### EXCERPT TO READ

■ ■ ■

An improvement is made here in the construction of the musket which may be worthy of attention. It consists in making every part of them so exactly alike, that every part of any one may be used for the same part in any other musket made by the same hand. The government here has examined and approved the method, and is establishing a large manufactory for the purpose. As yet the inventor has only completed the lock of the musket on this plan. He will proceed immediately to have the barrel, stock and their parts executed in the same way. I visited the workman. He presented me the parts of 50 locks, taken to peices, and arranged in compartments. I put several together myself, taking the peices at hazard as they came to hand, and found them fit interchangeably in the most perfect manner. The tools by which he affects this have at the same time so abridged the labour that he thinks he shall be able to furnish the musket two livres cheaper than the king’s price. But it will be two or three years before he will be able to furnish any quantity.

I have duly received the propositions of Messrs. Ross, Pleasants &c. for furnishing tobacco to the farmers general; but Mr. Morris had in the mean time obtained the contract. I have been fully sensible of the baneful influence on the commerce of France and America which this double monopoly will have. I have struck at it’s root here, and spared no pains to have the farm itself demolished. But it has been in vain. The persons interested in it are too powerful to be opposed, even by the interest of the whole country. I mention this matter in confidence, as a knowledge of it might injure any future endeavors to attain the same object.

Every thing is quiet here, and will certainly remain so another year. Mr. Barclay left Paris a few days ago, and will be absent from France for some time. I shall spare no endeavors to fulfill the several objects with which he was charged, in the best manner I can. I have the honour to be with sentiments of the highest respect Your Excellency’s most obedient & most humble servant,

Th: Jefferson

RC (Vi). PrC (DLC). Noted in SJL as sent “by Ezra Bates in Packet.” Enclosure not found; but on the matter of Littlepage’s indebtedness, see particularly Lafayette to TJ, 2 Aug. 1786 and Randolph to TJ, 28 Jan. 1787.

TJ probably erred in referring to Gov. Henry’s letter of Octob. 14. 1785; it was a covering letter for the proposals of Messrs. Ross, pleasants, &c. for furnishing tobacco, and since the proposals themselves were dated 18 Oct. it is probable that Henry’s letter was dated 19 or 24 Oct. and that TJ misread it. The proposals by Ross and his associates are printed above in note to Ross and others to TJ, 18 Oct. 1785 and the manuscript (ViWC) carries an endorsement by TJ.

■ ■ ■

### REQUIRED TASK A
Write out the stretch of the letter excerpt from "Th: Jefferson" through "endorsement by TJ.".

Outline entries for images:
■ ■ ■

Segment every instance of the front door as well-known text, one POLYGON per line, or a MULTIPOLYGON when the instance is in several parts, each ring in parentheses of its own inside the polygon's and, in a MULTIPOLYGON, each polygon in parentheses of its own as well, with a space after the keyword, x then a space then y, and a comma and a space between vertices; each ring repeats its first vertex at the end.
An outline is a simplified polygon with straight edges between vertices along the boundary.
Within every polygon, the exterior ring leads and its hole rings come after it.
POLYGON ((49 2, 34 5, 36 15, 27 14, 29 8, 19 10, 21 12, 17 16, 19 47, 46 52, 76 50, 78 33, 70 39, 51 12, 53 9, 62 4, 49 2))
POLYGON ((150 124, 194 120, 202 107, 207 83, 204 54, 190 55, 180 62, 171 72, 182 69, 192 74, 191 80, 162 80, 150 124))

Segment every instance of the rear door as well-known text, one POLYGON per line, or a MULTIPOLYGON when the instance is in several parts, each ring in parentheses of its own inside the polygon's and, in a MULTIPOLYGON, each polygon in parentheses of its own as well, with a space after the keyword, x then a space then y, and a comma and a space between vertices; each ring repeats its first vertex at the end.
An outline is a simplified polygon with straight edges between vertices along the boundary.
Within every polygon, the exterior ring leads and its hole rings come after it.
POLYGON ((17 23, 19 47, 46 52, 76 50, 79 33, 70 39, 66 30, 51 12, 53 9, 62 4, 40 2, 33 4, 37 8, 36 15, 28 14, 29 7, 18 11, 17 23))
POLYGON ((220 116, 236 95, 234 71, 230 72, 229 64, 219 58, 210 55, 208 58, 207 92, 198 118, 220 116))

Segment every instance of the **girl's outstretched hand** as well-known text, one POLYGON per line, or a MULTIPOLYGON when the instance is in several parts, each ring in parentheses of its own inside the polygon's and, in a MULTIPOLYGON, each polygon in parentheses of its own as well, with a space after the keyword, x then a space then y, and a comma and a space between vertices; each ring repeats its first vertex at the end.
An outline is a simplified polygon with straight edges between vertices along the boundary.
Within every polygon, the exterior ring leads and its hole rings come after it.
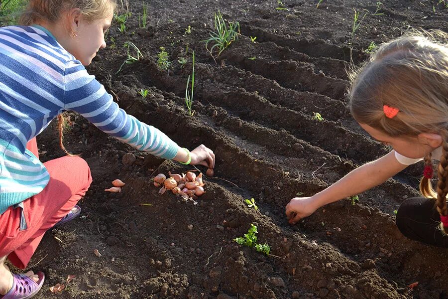
POLYGON ((213 151, 204 146, 201 145, 190 152, 192 165, 203 165, 209 168, 215 168, 215 154, 213 151))
POLYGON ((286 205, 286 218, 290 224, 295 224, 297 221, 314 213, 319 207, 316 206, 316 200, 313 196, 310 197, 296 197, 286 205))

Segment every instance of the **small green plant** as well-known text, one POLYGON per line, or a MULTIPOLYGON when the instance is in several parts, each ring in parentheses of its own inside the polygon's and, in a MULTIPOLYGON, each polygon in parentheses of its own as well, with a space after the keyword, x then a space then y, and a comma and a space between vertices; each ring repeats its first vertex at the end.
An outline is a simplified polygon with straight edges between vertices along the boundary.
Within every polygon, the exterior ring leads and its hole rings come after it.
POLYGON ((190 88, 190 75, 187 79, 187 88, 185 89, 185 105, 188 110, 188 114, 190 116, 193 116, 195 114, 194 111, 191 110, 193 105, 193 93, 195 90, 195 51, 193 52, 193 67, 191 71, 191 92, 189 91, 190 88))
POLYGON ((129 16, 129 13, 115 15, 115 20, 120 25, 118 31, 121 33, 126 32, 126 22, 127 21, 128 16, 129 16))
MULTIPOLYGON (((140 50, 137 47, 137 46, 134 45, 133 43, 132 43, 130 41, 126 41, 124 43, 123 46, 125 48, 127 48, 127 55, 126 58, 126 59, 124 60, 124 62, 120 66, 120 68, 118 69, 118 70, 116 71, 116 73, 115 74, 117 74, 119 72, 121 69, 123 68, 123 66, 125 64, 131 64, 132 63, 134 63, 134 62, 140 60, 140 59, 143 58, 143 54, 141 53, 141 52, 140 51, 140 50), (130 48, 133 49, 134 50, 136 53, 136 57, 133 56, 130 54, 130 48)), ((135 54, 134 54, 135 55, 135 54)))
POLYGON ((357 202, 359 202, 359 197, 358 197, 358 195, 350 196, 350 200, 351 201, 351 205, 354 205, 356 204, 357 202))
POLYGON ((275 8, 276 10, 289 10, 289 9, 285 7, 285 5, 281 1, 281 0, 277 0, 277 7, 275 8))
POLYGON ((239 23, 238 22, 228 22, 228 26, 225 24, 225 21, 221 13, 218 11, 215 13, 215 32, 210 32, 210 37, 205 40, 206 49, 214 58, 214 50, 218 51, 218 57, 223 51, 225 50, 232 42, 238 39, 239 35, 239 23), (209 49, 209 44, 212 43, 213 45, 209 49))
POLYGON ((167 71, 171 65, 171 62, 168 59, 168 54, 165 50, 164 47, 160 47, 160 52, 157 54, 157 65, 162 70, 167 71))
POLYGON ((367 47, 367 48, 365 50, 363 50, 362 51, 364 53, 366 53, 367 54, 370 54, 372 52, 373 52, 375 49, 376 49, 376 44, 375 43, 375 42, 373 40, 370 42, 369 46, 367 47))
POLYGON ((184 68, 188 60, 185 57, 180 57, 177 60, 177 62, 181 65, 181 68, 184 68))
POLYGON ((322 116, 319 112, 313 112, 313 117, 311 118, 312 120, 319 122, 322 122, 324 120, 324 118, 322 117, 322 116))
POLYGON ((258 252, 262 252, 266 255, 269 255, 271 252, 271 248, 265 242, 264 244, 257 243, 257 238, 256 235, 258 233, 257 227, 250 224, 250 228, 247 231, 247 234, 244 234, 243 237, 237 237, 233 239, 240 245, 247 246, 248 247, 254 247, 258 252))
POLYGON ((255 204, 255 199, 253 199, 253 197, 252 197, 250 199, 245 199, 244 201, 246 202, 246 203, 247 204, 247 206, 249 208, 253 207, 253 208, 255 209, 255 210, 257 210, 258 209, 258 207, 257 207, 257 205, 255 204))
POLYGON ((148 93, 149 92, 149 91, 147 89, 140 89, 140 94, 143 98, 146 98, 148 96, 148 93))
POLYGON ((141 15, 138 16, 138 27, 139 28, 146 28, 146 21, 148 19, 147 13, 148 7, 145 4, 143 5, 143 13, 141 15))

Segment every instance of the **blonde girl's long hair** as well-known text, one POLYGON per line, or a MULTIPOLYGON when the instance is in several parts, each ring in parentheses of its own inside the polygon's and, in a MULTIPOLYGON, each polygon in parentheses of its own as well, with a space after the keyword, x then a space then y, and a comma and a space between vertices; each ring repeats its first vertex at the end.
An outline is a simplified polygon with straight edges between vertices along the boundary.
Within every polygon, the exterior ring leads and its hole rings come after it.
MULTIPOLYGON (((25 26, 39 21, 54 23, 65 12, 73 8, 79 8, 88 21, 93 22, 107 17, 111 11, 115 11, 117 8, 127 9, 127 0, 119 0, 119 3, 117 0, 30 0, 20 16, 19 23, 25 26)), ((67 151, 63 143, 65 123, 63 115, 58 115, 59 145, 67 154, 73 155, 67 151)))
MULTIPOLYGON (((448 34, 440 30, 405 33, 379 46, 350 79, 349 106, 358 123, 392 137, 428 132, 442 136, 437 192, 424 176, 420 188, 423 196, 436 199, 441 215, 448 214, 448 34), (388 118, 384 105, 399 112, 388 118)), ((424 160, 432 167, 431 154, 424 160)), ((441 223, 441 228, 448 233, 448 227, 441 223)))

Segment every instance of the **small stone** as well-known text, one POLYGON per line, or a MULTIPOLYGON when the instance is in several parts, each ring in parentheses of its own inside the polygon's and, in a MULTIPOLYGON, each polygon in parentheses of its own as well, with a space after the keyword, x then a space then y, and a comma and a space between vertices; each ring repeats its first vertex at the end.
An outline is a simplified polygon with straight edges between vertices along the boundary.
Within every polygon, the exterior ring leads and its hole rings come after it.
POLYGON ((375 262, 370 259, 365 260, 362 263, 362 266, 361 266, 363 269, 373 269, 375 267, 376 267, 376 265, 375 265, 375 262))
POLYGON ((137 158, 133 153, 128 152, 123 156, 121 158, 121 163, 123 163, 123 165, 132 165, 136 159, 137 158))
POLYGON ((292 146, 293 149, 296 151, 302 151, 303 150, 303 146, 300 144, 294 144, 292 146))

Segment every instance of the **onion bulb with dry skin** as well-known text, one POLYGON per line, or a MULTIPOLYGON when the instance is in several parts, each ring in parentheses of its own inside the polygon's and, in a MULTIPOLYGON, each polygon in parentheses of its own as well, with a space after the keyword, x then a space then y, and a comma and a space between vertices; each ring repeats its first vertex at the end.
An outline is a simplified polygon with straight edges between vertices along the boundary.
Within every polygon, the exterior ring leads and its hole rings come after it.
POLYGON ((166 176, 163 173, 159 173, 154 178, 154 181, 161 184, 166 179, 166 176))
POLYGON ((119 187, 112 187, 109 189, 105 189, 105 191, 107 192, 112 192, 113 193, 118 193, 121 192, 121 188, 119 187))
POLYGON ((195 189, 195 191, 196 192, 195 193, 195 194, 198 195, 198 196, 200 196, 205 192, 204 191, 204 188, 200 186, 198 186, 195 189))
POLYGON ((199 186, 203 187, 205 184, 202 181, 202 172, 199 173, 199 175, 196 177, 196 183, 199 186))
POLYGON ((165 187, 168 190, 171 190, 177 187, 177 182, 176 181, 174 177, 170 177, 166 179, 163 182, 163 184, 165 185, 165 187))
POLYGON ((196 174, 194 172, 188 171, 187 172, 187 178, 189 182, 194 181, 195 179, 196 178, 196 174))
POLYGON ((196 183, 195 182, 188 182, 185 184, 185 187, 190 190, 193 190, 196 187, 196 183))
POLYGON ((169 174, 170 176, 171 177, 174 177, 174 179, 175 179, 176 181, 177 182, 179 182, 179 181, 182 179, 182 176, 180 174, 178 174, 177 173, 171 174, 171 171, 168 171, 168 174, 169 174))
POLYGON ((112 181, 112 184, 114 187, 122 187, 126 184, 123 183, 121 180, 116 179, 112 181))

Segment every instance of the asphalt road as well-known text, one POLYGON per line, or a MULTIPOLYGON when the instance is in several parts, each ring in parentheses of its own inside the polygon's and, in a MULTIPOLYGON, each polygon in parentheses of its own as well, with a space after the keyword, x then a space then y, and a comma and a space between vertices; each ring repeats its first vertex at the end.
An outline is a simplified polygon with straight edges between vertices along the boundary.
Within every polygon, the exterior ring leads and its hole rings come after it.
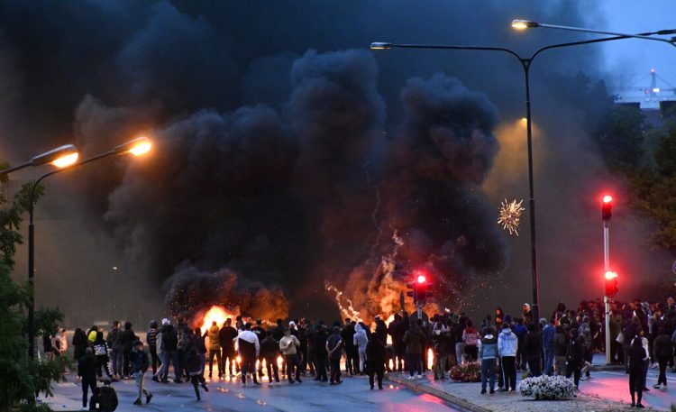
MULTIPOLYGON (((133 380, 114 383, 120 406, 118 411, 185 410, 185 411, 340 411, 362 410, 396 412, 448 412, 454 411, 441 399, 431 395, 416 393, 404 387, 385 382, 383 390, 370 390, 368 378, 346 378, 343 383, 329 386, 308 378, 301 384, 289 386, 282 383, 269 387, 267 378, 260 387, 243 388, 239 380, 214 380, 208 383, 209 392, 202 391, 197 401, 193 387, 188 383, 160 384, 148 380, 146 387, 152 392, 150 404, 132 405, 136 398, 133 380)), ((79 410, 81 389, 75 377, 54 386, 56 397, 47 402, 55 411, 79 410)))

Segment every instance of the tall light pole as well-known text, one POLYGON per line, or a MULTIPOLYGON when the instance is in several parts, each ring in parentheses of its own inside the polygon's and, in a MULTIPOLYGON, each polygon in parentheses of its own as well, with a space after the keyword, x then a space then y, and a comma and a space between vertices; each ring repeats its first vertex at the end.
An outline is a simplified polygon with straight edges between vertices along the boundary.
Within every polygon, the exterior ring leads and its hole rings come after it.
MULTIPOLYGON (((644 35, 641 33, 638 35, 644 35)), ((650 34, 650 33, 647 33, 650 34)), ((531 97, 530 97, 530 78, 529 72, 531 63, 543 51, 552 49, 561 49, 564 47, 579 46, 582 44, 591 44, 602 41, 610 41, 622 40, 631 37, 629 35, 620 35, 616 37, 607 37, 603 39, 593 39, 580 41, 571 41, 566 43, 550 44, 536 50, 528 57, 523 57, 516 51, 504 47, 483 47, 483 46, 454 46, 454 45, 431 45, 431 44, 397 44, 390 42, 373 42, 370 44, 371 50, 389 50, 389 49, 433 49, 446 50, 474 50, 474 51, 499 51, 507 53, 515 57, 521 68, 524 69, 524 84, 525 87, 525 121, 526 121, 526 142, 528 150, 528 192, 529 192, 529 213, 530 213, 530 234, 531 234, 531 279, 533 289, 533 321, 535 325, 540 319, 540 294, 539 294, 539 277, 537 271, 537 248, 535 242, 535 196, 534 193, 533 181, 533 132, 531 119, 531 97)))
POLYGON ((14 168, 5 169, 0 170, 0 178, 5 175, 8 175, 13 171, 19 170, 20 169, 27 168, 29 166, 41 166, 47 163, 51 163, 57 168, 64 168, 75 163, 78 160, 78 149, 72 144, 66 144, 56 149, 52 149, 50 151, 45 151, 42 154, 34 156, 25 163, 22 163, 14 168))
POLYGON ((150 151, 151 147, 151 143, 147 138, 139 137, 137 139, 127 142, 126 143, 116 146, 114 149, 110 151, 106 151, 105 153, 94 156, 78 163, 71 162, 69 165, 66 165, 62 169, 58 169, 49 173, 45 173, 38 178, 37 180, 35 180, 31 186, 31 190, 28 194, 28 284, 31 288, 31 298, 28 302, 28 356, 30 356, 31 359, 33 359, 33 357, 35 356, 35 288, 33 281, 33 278, 35 275, 35 227, 33 224, 33 199, 35 198, 36 188, 41 181, 59 172, 69 170, 70 169, 74 169, 78 166, 82 166, 84 164, 106 158, 108 156, 126 153, 131 153, 134 156, 140 156, 150 151))
POLYGON ((662 42, 670 44, 673 47, 676 47, 676 43, 675 43, 676 38, 671 38, 670 40, 670 39, 662 39, 660 37, 652 37, 653 35, 664 36, 668 34, 676 34, 676 29, 665 29, 665 30, 658 30, 657 32, 629 34, 629 33, 623 33, 623 32, 608 32, 607 30, 586 29, 583 27, 548 24, 545 23, 533 22, 531 20, 512 20, 512 28, 516 29, 516 30, 543 28, 543 29, 565 30, 568 32, 589 32, 589 33, 596 33, 596 34, 609 34, 611 36, 617 36, 617 37, 622 37, 626 39, 642 39, 642 40, 649 40, 653 41, 662 41, 662 42))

■ ■ ■

### REQUIRED TASK B
Put the records, from their first line through the line containing "POLYGON ((150 124, 194", into a numbered list, leaving out any blank lines.

### FULL RESPONSE A
Th: Jefferson

RC (Vi). PrC (DLC). Noted in SJL as sent “by Ezra Bates in Packet.” Enclosure not found; but on the matter of Littlepage’s indebtedness, see particularly Lafayette to TJ, 2 Aug. 1786 and Randolph to TJ, 28 Jan. 1787.

TJ probably erred in referring to Gov. Henry’s letter of Octob. 14. 1785; it was a covering letter for the proposals of Messrs. Ross, pleasants, &c. for furnishing tobacco, and since the proposals themselves were dated 18 Oct. it is probable that Henry’s letter was dated 19 or 24 Oct. and that TJ misread it. The proposals by Ross and his associates are printed above in note to Ross and others to TJ, 18 Oct. 1785 and the manuscript (ViWC) carries an endorsement by TJ.

### FULL RESPONSE B
1. Segment every instance of the front door as well-known text, one POLYGON per line, or a MULTIPOLYGON when the instance is in several parts, each ring in parentheses of its own inside the polygon's and, in a MULTIPOLYGON, each polygon in parentheses of its own as well, with a space after the keyword, x then a space then y, and a comma and a space between vertices; each ring repeats its first vertex at the end.
2. An outline is a simplified polygon with straight edges between vertices along the boundary.
3. Within every polygon, the exterior ring leads and its hole rings come after it.
4. POLYGON ((49 2, 34 5, 36 15, 27 14, 29 8, 19 10, 21 12, 17 16, 19 47, 46 52, 76 50, 78 33, 70 39, 51 12, 53 9, 62 4, 49 2))
5. POLYGON ((150 124, 194 120, 202 107, 207 83, 204 54, 190 55, 180 62, 171 72, 182 69, 192 74, 191 80, 162 80, 150 124))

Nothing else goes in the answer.